▸ **Exercises to complete**:
1. Name every ingredient that the cooking blog post says went into the chocolate cake.
2. Condense the paragraph of the cooking blog post that begins "People often ask if I enjoy cooking" into one or two shorter sentences that keep its main points.
3. Pick up the cooking blog post after its final line and continue writing it.

Welcome to the table
Featuring Virginia Woolf, chocolate cake and air-fryer vs deep fat fryer chicken
Welcome, readers! If you’re here, I imagine that you probably like food, and to cook when it doesn’t feel like a chore. You might like dogs and books - Cold Comfort Farm, Mapp & Lucia - and perhaps re-reading the Narnia series every so often (except for the Last Battle, which can get in the bin.) You wish you had more time to read and to garden, and are most likely a fan of the Mitford sisters. (The nice ones, not the fascist ones.) Perhaps you like to choose the flowers yourself for parties, and if not, you like the idea that you might – I used to send my husband and daughters up the road to buy them, but now all my flower budget goes on live plants for the garden, with the hope that I might grow enough cosmos to cut enough for the house.
I’ll kick off with chocolate cake, because I made one last week, and am eating the last slice as I write. It’s such an easy cake that I melted the chocolate, olive oil and dark brown sugar together for it while the girls had breakfast, stirring through the eggs, cocoa powder, rye and plain flour while they played afterwards. It was in the oven by the time the Waitrose man came in – he threw a ball for the dog and helpfully watched the baby while I unpacked the food. ‘My girls don’t eat much’, I said, ‘but I’ve got three boys visiting later.’ He looked at the kitchen counters, barely visible under several kilos of organic chicken, veg, beef and potato waffles. ‘Yep,’ he said, ‘you might have enough.’ It would, I thought after he’d left, be a novelty to cook for children who actually wanted to eat, and with the baby down for her nap, I settled in for a good long session in the kitchen.
People often ask if I enjoy cooking on a day off when it’s not for a cookbook or column, and the answer is yes, particularly if I’ve had time to browse cookbooks and plan an interesting menu, rather than the rush of getting kids tea on the table for 5.30 pm, fending off one child who wants to play under my feet between the oven and the hob, and the another who either wants to ‘help’, read a book or play Dinosaur Guess Who – usually at the same time.
The menu I’d planned was this:
Thursday tea
Chocolate cake, iced gingerbread, carrot & cucumber sticks, breadsticks, hummus
Thursday dinner
Buttermilk fried chicken, broccoli & cauliflower mac & cheese, fresh coleslaw (with kimchi for the adults)

Point labeling examples:
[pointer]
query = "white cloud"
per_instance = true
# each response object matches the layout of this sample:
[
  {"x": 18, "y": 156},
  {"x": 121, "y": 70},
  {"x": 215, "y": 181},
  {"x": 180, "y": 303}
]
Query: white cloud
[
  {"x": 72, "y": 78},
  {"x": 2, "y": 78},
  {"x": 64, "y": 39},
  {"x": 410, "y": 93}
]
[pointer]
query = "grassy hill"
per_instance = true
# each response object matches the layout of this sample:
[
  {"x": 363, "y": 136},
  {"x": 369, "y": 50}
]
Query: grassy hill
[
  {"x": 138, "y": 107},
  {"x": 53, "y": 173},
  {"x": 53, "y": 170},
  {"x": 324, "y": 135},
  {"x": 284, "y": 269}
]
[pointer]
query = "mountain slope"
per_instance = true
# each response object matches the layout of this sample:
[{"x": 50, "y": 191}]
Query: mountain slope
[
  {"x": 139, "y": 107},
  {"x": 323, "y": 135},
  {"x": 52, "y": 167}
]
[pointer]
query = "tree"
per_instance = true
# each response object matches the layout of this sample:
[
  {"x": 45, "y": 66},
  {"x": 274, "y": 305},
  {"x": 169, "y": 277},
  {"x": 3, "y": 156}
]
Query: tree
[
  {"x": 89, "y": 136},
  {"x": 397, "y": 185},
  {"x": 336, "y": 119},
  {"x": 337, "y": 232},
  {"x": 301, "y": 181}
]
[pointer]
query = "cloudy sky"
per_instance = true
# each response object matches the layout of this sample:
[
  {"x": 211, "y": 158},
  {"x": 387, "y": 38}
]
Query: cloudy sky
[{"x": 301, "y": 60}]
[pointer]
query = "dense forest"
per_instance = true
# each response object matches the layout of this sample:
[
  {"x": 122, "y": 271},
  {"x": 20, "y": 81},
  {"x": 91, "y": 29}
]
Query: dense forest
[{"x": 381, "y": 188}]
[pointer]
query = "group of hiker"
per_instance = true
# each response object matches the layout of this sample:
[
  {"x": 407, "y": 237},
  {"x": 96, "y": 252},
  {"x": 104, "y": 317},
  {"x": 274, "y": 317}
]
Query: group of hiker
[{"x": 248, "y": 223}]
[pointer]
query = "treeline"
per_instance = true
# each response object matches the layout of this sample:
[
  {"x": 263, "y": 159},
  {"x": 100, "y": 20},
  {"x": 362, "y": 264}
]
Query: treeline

▸ **Results of the exercise**:
1. Chocolate, olive oil, dark brown sugar, eggs, cocoa powder, rye, and plain flour.

2. Yes, the writer enjoys cooking on a day off, especially with time to browse cookbooks and plan an interesting menu. That differs from rushing the kids' tea onto the table for 5:30 pm while one child plays underfoot and another wants to help, read, or play Dinosaur Guess Who.

3.
Friday dinner
All in one beef chilli with chocolate, avocado, sour cream & cheese,
Potato waffles for the kids, fancy tortilla chips for the adults
Apparently, my friend’s children asked why I wasn’t just making dinner from one of my books. Where’s the challenge in that? With two hours nap/prep time, I marinated the chicken in garlic and buttermilk, and made a seasoned, spiced flour* to dredge it in. I’d wondered the previous day if I should buy a deep-fat fryer (on my long-term wishlist) before remembering air-fryers. Which everyone asks if I’m going to do a book about. Let’s just say after reading several recipes for air-fryer fried chicken, I added three litres of sunflower oil to the online shop, and fished out my biggest stockpot.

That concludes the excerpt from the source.